WORK TO BE COMPLETED: Set down all the entries again, word for word.
#####
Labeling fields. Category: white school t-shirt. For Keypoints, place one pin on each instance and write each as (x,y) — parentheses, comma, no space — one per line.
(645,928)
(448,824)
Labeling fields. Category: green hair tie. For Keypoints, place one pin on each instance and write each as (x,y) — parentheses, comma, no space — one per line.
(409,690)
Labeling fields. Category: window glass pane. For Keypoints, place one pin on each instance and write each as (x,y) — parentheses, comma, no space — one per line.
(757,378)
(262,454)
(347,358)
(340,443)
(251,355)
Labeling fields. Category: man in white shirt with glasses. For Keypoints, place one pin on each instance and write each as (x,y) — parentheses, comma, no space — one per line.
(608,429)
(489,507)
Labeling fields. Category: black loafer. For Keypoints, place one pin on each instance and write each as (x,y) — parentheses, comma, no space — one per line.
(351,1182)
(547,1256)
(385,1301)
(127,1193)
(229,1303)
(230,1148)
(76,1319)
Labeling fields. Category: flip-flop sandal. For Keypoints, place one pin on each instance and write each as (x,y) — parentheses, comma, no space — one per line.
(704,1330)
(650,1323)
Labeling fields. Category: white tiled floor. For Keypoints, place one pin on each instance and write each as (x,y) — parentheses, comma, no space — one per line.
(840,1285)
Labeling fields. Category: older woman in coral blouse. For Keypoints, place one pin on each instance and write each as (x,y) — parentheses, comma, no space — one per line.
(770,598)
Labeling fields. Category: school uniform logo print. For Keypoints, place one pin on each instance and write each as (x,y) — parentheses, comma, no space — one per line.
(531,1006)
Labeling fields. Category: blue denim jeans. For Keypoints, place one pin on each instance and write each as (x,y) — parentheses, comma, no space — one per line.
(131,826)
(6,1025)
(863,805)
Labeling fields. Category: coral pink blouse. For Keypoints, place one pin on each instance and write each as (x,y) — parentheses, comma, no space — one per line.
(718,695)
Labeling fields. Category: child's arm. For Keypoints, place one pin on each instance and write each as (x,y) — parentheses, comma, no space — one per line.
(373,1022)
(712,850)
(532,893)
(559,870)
#####
RESULT FOR THIS EXERCISE:
Labeling fields. Category: white school t-shirt. For Keypoints, place one pin on each instance and write each as (x,y) — parentheses, comma, no space — one per line.
(645,928)
(448,824)
Labeling fields. Category: green hair tie. For Keypoints, place one pin on each instance and write each as (x,y) — parentheses, comma, no space — one per line.
(409,690)
Labeling fields. Category: window glass pane. For Keypoints, place one pin on each instance and write each as (x,y) — parentheses, comma, no space — one per line.
(757,378)
(262,454)
(347,358)
(340,443)
(251,355)
Labeling fields. Category: man in white shirt with glasses. For Keypoints, place one pin on each instance and write each as (x,y) — parentheses, comma, no space — one per line.
(608,429)
(489,507)
Labeling fields. Category: black loafer. For Keypoints, place one pin on each instance and write each as (x,y) — parentheses, comma, no space — one per line.
(351,1182)
(547,1256)
(385,1301)
(127,1193)
(229,1303)
(230,1148)
(76,1319)
Labeling fields. Category: flip-flop sandal. For Keypoints, place one pin on each instance and write each as (x,y) — parentheses, comma, no space — one per line.
(704,1330)
(650,1323)
Labeling fields. Category: white tiled floor. For Keypoints, place one pin on each instance and write each as (x,y) — parentheses, comma, no space — one per line.
(840,1285)
Labeling fields. Category: older woman in coral blouse. For Keypoints, place one pin on each instance and write each as (x,y) — parentheses, comma, no space — one per line.
(770,598)
Labeling fields. Category: school uniform logo print. For Keypoints, place one pin on each instance and write each as (x,y) — parentheses, comma, no space — one per line.
(531,1006)
Labeling fields. Category: blue denim jeans. For Keypoints, place one pin on each instance and write each as (x,y) — parentheses, comma, no space — one per line.
(131,826)
(6,1025)
(863,805)
Labeling fields. Category: coral pink blouse. For Keypoints, place one pin on each instance and write each as (x,y) — parentheses, comma, no space — one per line.
(718,695)
Labeling fields. Category: child's arm. For Keypoints, place one pin on each instance and write each as (x,y) — parentheses, comma, no space — one per line.
(373,1022)
(712,850)
(532,893)
(559,870)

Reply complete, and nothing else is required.